#### Data to use:

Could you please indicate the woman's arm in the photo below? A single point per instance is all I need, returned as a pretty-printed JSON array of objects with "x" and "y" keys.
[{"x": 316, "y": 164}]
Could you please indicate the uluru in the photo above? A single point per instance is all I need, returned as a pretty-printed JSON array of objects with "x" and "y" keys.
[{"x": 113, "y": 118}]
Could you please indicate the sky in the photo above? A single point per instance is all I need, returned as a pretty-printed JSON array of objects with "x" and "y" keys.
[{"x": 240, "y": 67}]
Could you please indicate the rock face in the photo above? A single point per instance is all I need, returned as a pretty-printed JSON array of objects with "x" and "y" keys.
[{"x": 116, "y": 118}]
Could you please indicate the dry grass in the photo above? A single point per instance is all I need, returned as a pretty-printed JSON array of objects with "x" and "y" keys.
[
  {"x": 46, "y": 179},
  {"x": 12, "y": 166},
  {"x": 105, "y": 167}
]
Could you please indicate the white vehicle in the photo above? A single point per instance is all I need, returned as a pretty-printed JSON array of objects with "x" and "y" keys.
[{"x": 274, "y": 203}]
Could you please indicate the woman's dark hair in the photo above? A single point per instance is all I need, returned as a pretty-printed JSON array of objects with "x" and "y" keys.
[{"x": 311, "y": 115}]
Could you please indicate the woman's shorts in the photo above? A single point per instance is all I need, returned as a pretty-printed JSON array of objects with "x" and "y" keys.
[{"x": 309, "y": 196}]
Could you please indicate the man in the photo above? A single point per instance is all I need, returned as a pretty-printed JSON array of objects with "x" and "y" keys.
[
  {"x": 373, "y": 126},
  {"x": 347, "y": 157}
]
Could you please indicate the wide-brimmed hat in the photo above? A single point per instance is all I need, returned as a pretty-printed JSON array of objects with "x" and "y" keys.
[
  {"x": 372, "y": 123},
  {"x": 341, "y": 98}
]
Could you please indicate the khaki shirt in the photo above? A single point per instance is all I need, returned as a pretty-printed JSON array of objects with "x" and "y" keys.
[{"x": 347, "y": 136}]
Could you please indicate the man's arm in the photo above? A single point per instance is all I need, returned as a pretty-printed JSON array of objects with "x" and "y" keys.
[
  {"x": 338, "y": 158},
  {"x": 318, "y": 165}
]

#### What the task requires:
Please output every item above again, word for word and in the same order.

#### The output:
Could you please indicate the woman's arm in the photo below? A single point per instance is all I need, returned as a pretty-printed JSON array of objects with "x" and "y" keys.
[{"x": 316, "y": 164}]
Could you please indicate the uluru in the photo above? A single point per instance is all I need, returned as a pretty-printed JSON array of objects with "x" and "y" keys.
[{"x": 113, "y": 118}]
Could you please indicate the sky in the photo above? A single point per instance is all I need, returned as a pretty-printed JSON array of objects with "x" and "y" keys.
[{"x": 240, "y": 67}]
Could you please indicate the rock face in the photo above? A single point per instance is all I need, returned as a pretty-printed JSON array of objects with "x" and "y" keys.
[{"x": 116, "y": 118}]
Could you please indicate the dry grass in the photo above? A single point per instance is all I need, returned as a pretty-printed JSON array of objects with "x" and "y" keys.
[
  {"x": 46, "y": 179},
  {"x": 12, "y": 166},
  {"x": 105, "y": 167}
]
Could you please indicate the white vehicle in the photo above? A single point per instance is all I need, returned as a pretty-printed JSON array of objects with "x" and "y" keys.
[{"x": 274, "y": 203}]
Could you please indicate the woman's dark hair in the photo above? A single point per instance is all I need, returned as a pretty-printed JSON array of objects with "x" and "y" keys.
[{"x": 311, "y": 115}]
Could you please indicate the woman's shorts in the photo above? A single point per instance is all I need, returned as a pretty-printed JSON array of objects with "x" and "y" keys.
[{"x": 309, "y": 196}]
Could you please indicate the man in the photo above? A single point per instance is all I need, returned as a pretty-printed JSON array of objects with "x" and "y" keys.
[
  {"x": 373, "y": 126},
  {"x": 347, "y": 157}
]
Could you please indicate the wide-brimmed hat in the photo above? A single point per instance is all I need, returned as a pretty-printed JSON array of objects with "x" and "y" keys.
[
  {"x": 372, "y": 123},
  {"x": 341, "y": 98}
]
Could you please indicate the khaki shirt in the photo above? A single point per instance is all I need, returned as a pretty-printed JSON array of objects with "x" and "y" keys.
[{"x": 347, "y": 136}]
Could you please indicate the man's arm in the photo above? A single point per instance is all I need, returned as a pretty-printed JSON array of objects with "x" and "y" keys.
[
  {"x": 338, "y": 158},
  {"x": 318, "y": 165}
]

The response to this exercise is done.